Written request:
Could you turn all of the data below into a numbered list, skipping any blank lines and leaving the pictures out?

Items stored from a collection:
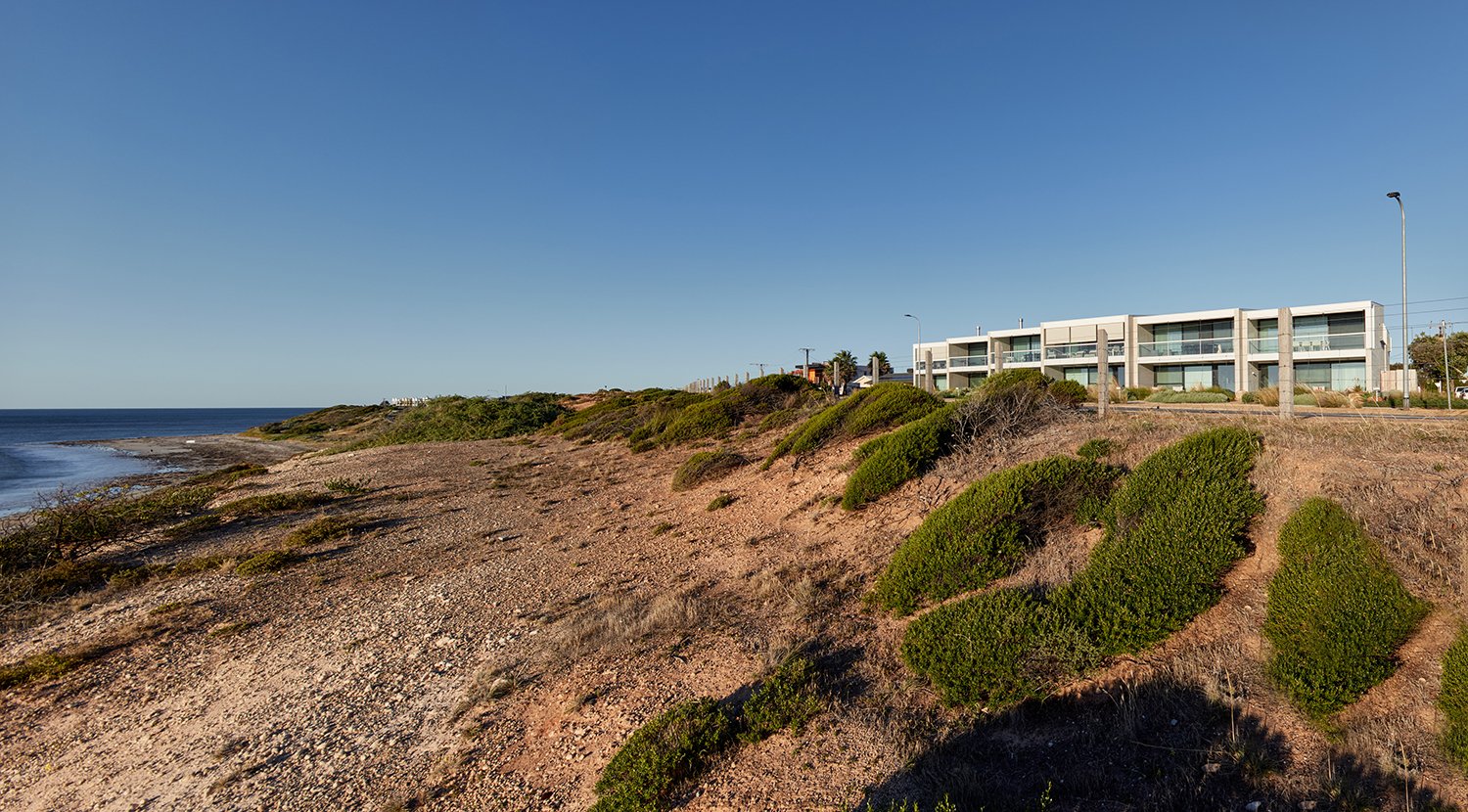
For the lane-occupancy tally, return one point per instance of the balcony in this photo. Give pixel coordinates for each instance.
(968, 361)
(1312, 342)
(1024, 357)
(1169, 348)
(1066, 351)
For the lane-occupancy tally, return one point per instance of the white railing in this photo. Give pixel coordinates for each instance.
(1312, 342)
(1113, 349)
(969, 361)
(1200, 346)
(1022, 355)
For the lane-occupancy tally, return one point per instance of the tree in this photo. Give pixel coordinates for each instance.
(1427, 355)
(843, 367)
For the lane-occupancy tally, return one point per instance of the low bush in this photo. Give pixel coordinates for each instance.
(43, 667)
(1012, 379)
(466, 419)
(275, 503)
(1336, 611)
(890, 460)
(728, 409)
(707, 466)
(316, 425)
(264, 563)
(1173, 527)
(323, 529)
(988, 530)
(229, 474)
(787, 699)
(621, 415)
(349, 486)
(1452, 699)
(70, 526)
(975, 651)
(1068, 392)
(1169, 396)
(721, 501)
(661, 755)
(875, 409)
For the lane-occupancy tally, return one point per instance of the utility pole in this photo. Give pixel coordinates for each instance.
(1447, 370)
(1406, 357)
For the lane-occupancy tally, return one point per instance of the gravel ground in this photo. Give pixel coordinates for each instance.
(510, 612)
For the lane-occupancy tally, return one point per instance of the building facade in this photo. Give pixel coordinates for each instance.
(1335, 346)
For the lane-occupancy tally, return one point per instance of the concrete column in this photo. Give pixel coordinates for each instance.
(1286, 363)
(1241, 355)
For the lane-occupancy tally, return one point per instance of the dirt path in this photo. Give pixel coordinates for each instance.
(519, 609)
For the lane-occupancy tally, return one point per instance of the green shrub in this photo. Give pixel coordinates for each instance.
(70, 526)
(1012, 379)
(229, 474)
(314, 425)
(988, 530)
(44, 667)
(1336, 609)
(865, 412)
(349, 486)
(661, 755)
(467, 419)
(1169, 396)
(721, 501)
(1174, 526)
(787, 699)
(890, 460)
(269, 562)
(275, 503)
(1068, 392)
(1453, 699)
(977, 651)
(707, 466)
(322, 530)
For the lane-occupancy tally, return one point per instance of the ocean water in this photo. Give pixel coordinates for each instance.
(32, 466)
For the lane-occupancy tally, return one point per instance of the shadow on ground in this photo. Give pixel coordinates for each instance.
(1157, 744)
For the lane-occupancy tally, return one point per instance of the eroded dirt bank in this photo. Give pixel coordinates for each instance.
(513, 609)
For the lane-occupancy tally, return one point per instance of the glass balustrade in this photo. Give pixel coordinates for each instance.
(1204, 346)
(1083, 351)
(1312, 342)
(1022, 355)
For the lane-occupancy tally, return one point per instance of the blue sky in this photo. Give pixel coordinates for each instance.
(316, 203)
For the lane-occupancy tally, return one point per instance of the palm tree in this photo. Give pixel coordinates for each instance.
(843, 367)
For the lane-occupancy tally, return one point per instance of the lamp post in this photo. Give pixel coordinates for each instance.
(1406, 357)
(916, 346)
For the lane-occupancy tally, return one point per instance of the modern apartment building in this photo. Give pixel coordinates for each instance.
(1335, 346)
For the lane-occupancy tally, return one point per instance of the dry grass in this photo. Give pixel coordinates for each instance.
(628, 618)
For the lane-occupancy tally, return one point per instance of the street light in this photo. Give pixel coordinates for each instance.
(1406, 357)
(916, 346)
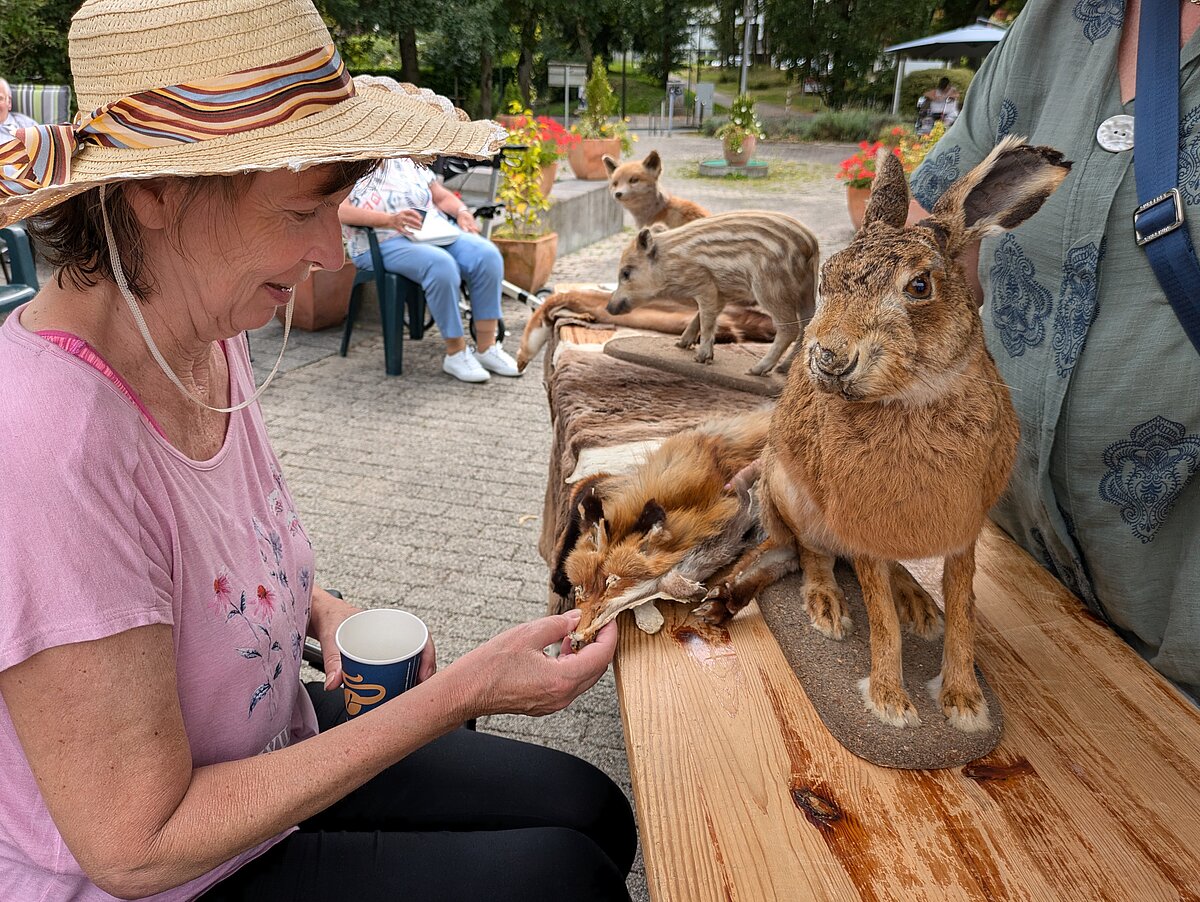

Complete response:
1. For the lane-occupancy tally, return one point per instance of the balcony in this photo. Give pixel coordinates for each instance.
2. (968, 361)
3. (1312, 342)
4. (1024, 357)
5. (1169, 348)
6. (1066, 351)
7. For the lane-occupancy tally, return one point per instance of the white railing in this photo. Give pixel coordinates for each instance.
8. (1312, 342)
9. (1113, 349)
10. (969, 361)
11. (1200, 346)
12. (1022, 355)
13. For the lane-occupancy tally, return one point per instance of the tree in this photo. Give pixel coordinates for each instance.
14. (1427, 355)
15. (843, 367)
16. For the lane-occupancy tally, return one point per instance of the low bush in this photo. Give pixel coordinates for each instance.
17. (43, 667)
18. (1012, 379)
19. (466, 419)
20. (275, 503)
21. (1336, 611)
22. (890, 460)
23. (728, 409)
24. (707, 466)
25. (316, 425)
26. (264, 563)
27. (1173, 527)
28. (323, 529)
29. (988, 530)
30. (229, 474)
31. (787, 699)
32. (621, 415)
33. (349, 486)
34. (1452, 699)
35. (70, 526)
36. (975, 651)
37. (1068, 392)
38. (1169, 396)
39. (721, 501)
40. (661, 755)
41. (875, 409)
42. For the lane-occupancy tally, return one point per instance of the utility pole in this photo. Give pixel coordinates for each instance.
43. (1447, 370)
44. (1406, 357)
45. For the lane-occupancy tally, return one point per instance of the gravel ground in this photo. Give pixel coordinates for each instance.
46. (510, 612)
47. For the lane-occupancy tally, return one point per instance of the building facade in this photo. Give pixel coordinates for each instance.
48. (1335, 346)
49. For the lane-occupancy tally, return one point per instance of the concrete column in this photo. Give pixel coordinates for each instance.
50. (1286, 363)
51. (1241, 355)
52. For the lane-occupancy tally, return one point per instance of the dirt path in this photo. Give pixel coordinates for each instance.
53. (519, 609)
54. For the lane-occupancy tally, return one point per instance of the green shrub in this photo. Give pixel coordinates for each instance.
55. (70, 526)
56. (1012, 379)
57. (229, 474)
58. (314, 425)
59. (988, 530)
60. (44, 667)
61. (1336, 609)
62. (865, 412)
63. (349, 486)
64. (661, 755)
65. (467, 419)
66. (1169, 396)
67. (721, 501)
68. (1174, 526)
69. (787, 699)
70. (890, 460)
71. (269, 562)
72. (275, 503)
73. (1068, 392)
74. (1453, 699)
75. (977, 651)
76. (707, 466)
77. (322, 530)
78. For the lane-occupancy tally, return one point per instance of the ocean water in this photo. Give pixel coordinates for each instance.
79. (32, 466)
80. For the lane-occupancy tally, return one point per instance of the shadow on ground in this photo. Give pixel coordinates for each instance.
81. (1157, 744)
82. For the lane-occupancy tally, return one point per instance of the eroded dirt bank in this photo. Give pixel coordinates for each instance.
83. (513, 609)
84. For the lane-occupancy tally, return one point per instance of the glass balustrade in this photo. Give pixel coordinates for each instance.
85. (1204, 346)
86. (1083, 351)
87. (1312, 342)
88. (1022, 355)
89. For the lane-occupancy tally, return one point per instance of the blue sky in this photo. Give pixel coordinates for each instance.
90. (316, 203)
91. For the lane-occupancy tally, return one point per instance of the palm tree in this photo. Give pixel coordinates for each instance.
92. (843, 367)
93. For the lane-occupancy tally, return one point per instance of the lamp post in this photo. Give pixel coordinates for each instance.
94. (1406, 357)
95. (916, 346)
96. For the lane-occupancy tally, return one point per instance of the modern apartment building in this photo. Give pixel coordinates for each instance.
97. (1335, 346)
98. For the lane-occupancy tally, return one point per instance of the dry grass in this photo. Give pixel coordinates for each instance.
99. (628, 618)
100. For the lane-occupancy tally, return one point per instance of the street light in this photo. Give pixel coordinates for each instance.
101. (1406, 357)
102. (916, 346)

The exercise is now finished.